WRITTEN PROBLEM:
Write out exactly, please, the lines from the one containing "of the parsley" to the end of the material.

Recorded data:
******
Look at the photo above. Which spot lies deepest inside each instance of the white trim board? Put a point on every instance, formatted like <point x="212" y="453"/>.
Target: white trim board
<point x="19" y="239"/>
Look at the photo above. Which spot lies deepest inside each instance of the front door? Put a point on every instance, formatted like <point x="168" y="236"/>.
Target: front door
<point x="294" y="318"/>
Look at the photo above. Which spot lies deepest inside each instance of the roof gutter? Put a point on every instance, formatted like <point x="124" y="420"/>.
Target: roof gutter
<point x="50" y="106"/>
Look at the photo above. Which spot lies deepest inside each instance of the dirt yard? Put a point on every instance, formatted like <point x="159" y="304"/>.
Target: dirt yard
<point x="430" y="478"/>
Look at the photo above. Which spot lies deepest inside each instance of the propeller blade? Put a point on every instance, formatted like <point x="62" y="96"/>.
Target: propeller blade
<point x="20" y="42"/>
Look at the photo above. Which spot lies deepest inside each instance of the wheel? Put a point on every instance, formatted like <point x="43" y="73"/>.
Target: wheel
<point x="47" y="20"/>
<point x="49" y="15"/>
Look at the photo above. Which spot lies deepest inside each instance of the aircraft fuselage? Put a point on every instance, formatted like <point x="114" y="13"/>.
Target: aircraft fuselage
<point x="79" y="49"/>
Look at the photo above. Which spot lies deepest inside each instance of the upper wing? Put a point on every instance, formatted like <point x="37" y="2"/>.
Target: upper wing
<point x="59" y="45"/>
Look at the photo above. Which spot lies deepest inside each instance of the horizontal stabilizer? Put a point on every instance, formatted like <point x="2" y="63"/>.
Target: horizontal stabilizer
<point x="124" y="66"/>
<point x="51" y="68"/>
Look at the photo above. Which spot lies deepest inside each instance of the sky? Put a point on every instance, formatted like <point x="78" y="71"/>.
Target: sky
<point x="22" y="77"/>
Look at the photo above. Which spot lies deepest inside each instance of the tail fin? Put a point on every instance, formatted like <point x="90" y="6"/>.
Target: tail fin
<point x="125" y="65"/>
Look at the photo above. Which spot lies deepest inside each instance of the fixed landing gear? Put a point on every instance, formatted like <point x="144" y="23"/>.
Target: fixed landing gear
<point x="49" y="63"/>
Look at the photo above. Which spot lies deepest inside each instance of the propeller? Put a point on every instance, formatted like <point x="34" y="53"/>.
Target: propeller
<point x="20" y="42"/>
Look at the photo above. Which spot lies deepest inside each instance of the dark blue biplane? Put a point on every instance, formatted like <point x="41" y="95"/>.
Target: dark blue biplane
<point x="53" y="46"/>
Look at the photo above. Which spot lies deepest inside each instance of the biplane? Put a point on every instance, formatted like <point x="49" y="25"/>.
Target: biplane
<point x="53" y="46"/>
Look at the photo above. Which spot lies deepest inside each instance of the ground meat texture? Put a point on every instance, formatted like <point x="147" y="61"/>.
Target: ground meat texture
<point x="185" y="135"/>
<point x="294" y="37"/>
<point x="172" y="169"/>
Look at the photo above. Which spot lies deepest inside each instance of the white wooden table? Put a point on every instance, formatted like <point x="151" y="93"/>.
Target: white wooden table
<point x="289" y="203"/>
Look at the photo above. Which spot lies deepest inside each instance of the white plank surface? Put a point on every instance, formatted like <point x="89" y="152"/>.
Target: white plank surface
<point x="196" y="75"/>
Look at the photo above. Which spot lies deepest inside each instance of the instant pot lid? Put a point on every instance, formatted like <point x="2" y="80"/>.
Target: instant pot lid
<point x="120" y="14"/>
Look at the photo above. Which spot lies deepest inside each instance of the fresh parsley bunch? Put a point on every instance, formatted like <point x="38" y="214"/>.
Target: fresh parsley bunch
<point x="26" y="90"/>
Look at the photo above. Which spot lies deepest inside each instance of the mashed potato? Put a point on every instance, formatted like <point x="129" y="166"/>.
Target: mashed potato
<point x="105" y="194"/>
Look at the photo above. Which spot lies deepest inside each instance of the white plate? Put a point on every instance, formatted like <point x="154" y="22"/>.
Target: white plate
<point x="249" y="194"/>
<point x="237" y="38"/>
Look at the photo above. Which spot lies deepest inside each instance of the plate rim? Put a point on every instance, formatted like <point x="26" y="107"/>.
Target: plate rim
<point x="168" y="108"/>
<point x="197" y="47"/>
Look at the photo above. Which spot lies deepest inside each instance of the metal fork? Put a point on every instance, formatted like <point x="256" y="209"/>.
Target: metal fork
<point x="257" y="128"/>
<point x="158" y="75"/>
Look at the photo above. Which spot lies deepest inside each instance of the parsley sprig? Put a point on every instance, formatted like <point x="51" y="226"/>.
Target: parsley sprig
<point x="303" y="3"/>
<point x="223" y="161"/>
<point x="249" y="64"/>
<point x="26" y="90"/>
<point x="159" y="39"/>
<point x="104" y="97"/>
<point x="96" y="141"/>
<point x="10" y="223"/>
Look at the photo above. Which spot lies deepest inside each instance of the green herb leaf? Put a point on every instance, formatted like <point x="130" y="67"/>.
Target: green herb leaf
******
WRITTEN ANSWER:
Look at the photo above. Which spot lies deepest inside each instance of the parsley sprig? Put a point on every instance, formatted like <point x="51" y="226"/>.
Target: parsley sprig
<point x="303" y="3"/>
<point x="223" y="161"/>
<point x="249" y="64"/>
<point x="26" y="90"/>
<point x="159" y="39"/>
<point x="104" y="97"/>
<point x="96" y="141"/>
<point x="10" y="223"/>
Look at the photo above. Which spot lies deepest inside each instance of the green herb leaf? Put a point on every instance, formatted like <point x="130" y="67"/>.
Target: green herb leaf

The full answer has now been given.